#### Task instructions
Set each entry down verbatim, omitting images.

#### Recorded data
====================

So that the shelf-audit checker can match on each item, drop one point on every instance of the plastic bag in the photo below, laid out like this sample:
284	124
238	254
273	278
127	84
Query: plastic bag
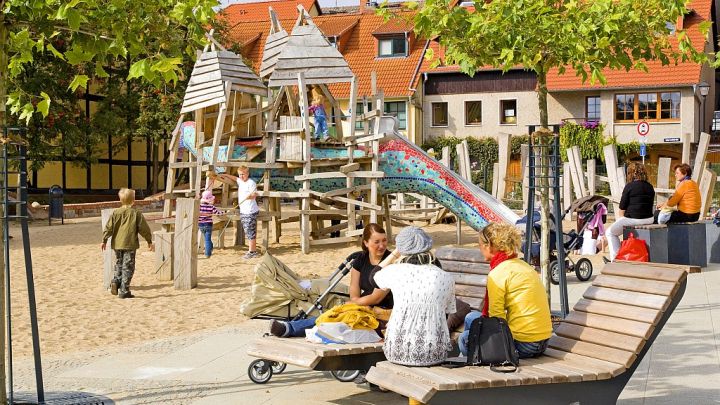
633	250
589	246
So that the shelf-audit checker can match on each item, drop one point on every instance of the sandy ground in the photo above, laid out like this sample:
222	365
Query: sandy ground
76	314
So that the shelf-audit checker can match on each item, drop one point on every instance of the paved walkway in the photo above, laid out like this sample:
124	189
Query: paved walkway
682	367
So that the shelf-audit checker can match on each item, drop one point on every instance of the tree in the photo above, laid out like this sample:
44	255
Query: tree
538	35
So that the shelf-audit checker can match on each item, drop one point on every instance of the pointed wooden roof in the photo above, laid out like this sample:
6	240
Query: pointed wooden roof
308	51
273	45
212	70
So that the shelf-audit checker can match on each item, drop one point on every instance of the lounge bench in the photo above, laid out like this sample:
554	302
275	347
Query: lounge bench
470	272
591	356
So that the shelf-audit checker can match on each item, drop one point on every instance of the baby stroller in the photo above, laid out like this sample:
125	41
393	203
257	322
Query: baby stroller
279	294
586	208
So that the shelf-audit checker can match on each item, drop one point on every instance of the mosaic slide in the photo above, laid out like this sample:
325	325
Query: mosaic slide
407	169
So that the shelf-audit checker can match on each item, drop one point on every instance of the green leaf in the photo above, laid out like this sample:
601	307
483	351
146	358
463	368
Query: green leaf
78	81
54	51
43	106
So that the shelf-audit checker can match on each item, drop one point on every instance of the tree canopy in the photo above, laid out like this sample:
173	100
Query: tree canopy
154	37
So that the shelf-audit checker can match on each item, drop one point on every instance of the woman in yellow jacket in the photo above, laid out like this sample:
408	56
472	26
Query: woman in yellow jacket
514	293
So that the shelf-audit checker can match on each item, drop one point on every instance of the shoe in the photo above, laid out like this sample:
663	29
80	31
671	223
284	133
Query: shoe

====================

#### Answer to this exercise
So that the shelf-audit checker can match on each item, drop one point on every instance of the plastic bag in the photo below, laid out like this sample:
284	124
238	254
273	278
127	84
Query: plastic bag
633	250
589	246
So that the shelf-audit checker can match on each item, drop one point on every instance of the sandy ground in the photo above, laid out like this sample:
222	365
Query: sandy ground
76	314
So that the shelf-audit checker can match on each item, drop one point on every instance of the paved walkway in the photo above, laid out like this sample:
124	189
Query: paved walkway
682	367
So that the shelf-audit checker can match on each item, drop one point on every instance of the tree in the photo above, laid out like this sample:
44	255
Query: tree
538	35
So that the shelf-audit checker can match on each item, drop one point on every instance of the pointed wooden roof in the photo above, laid out like this sample:
6	240
Query: pointed wooden roof
308	51
273	45
212	70
So that the shelf-audit checker can match on each item, drop one point on every instance of the lounge bench in the photo above, laid out like this sample:
554	302
275	347
Query: lounge bench
470	272
591	356
So that the shelf-audit checker can match on each item, drop one point on every instance of the baby stroller in the photo above, laid out like this sample:
125	41
393	203
257	322
Query: baby stroller
279	294
586	208
So that the shelf-audit checker can match on each item, drop one point on every instance of the mosaic slide in the photo above, laid out like this sample:
325	325
Query: mosaic slide
407	169
So that the shelf-audit checker can match on each item, drop one point on every instance of the green leaf in the photo above, laid out like this sample:
601	307
483	351
146	358
463	368
Query: green leaf
78	81
54	51
43	106
So that the shelf-audit checker can match on each item, drop one point on every instance of the tree canopy in the photo above, laid out like this sample:
173	100
Query: tree canopy
154	37
So that the shelf-audit checker can match on each item, drop one point on every instance of the woman in yellow jacket in the photo above, laid out like this sample:
408	56
472	26
Query: woman in yellow jacket
514	293
So that the shelf-audit checker can match on each item, drop one point on every instance of the shoe in the photo above, laid out like this sample:
663	29
80	31
671	223
284	133
Query: shoe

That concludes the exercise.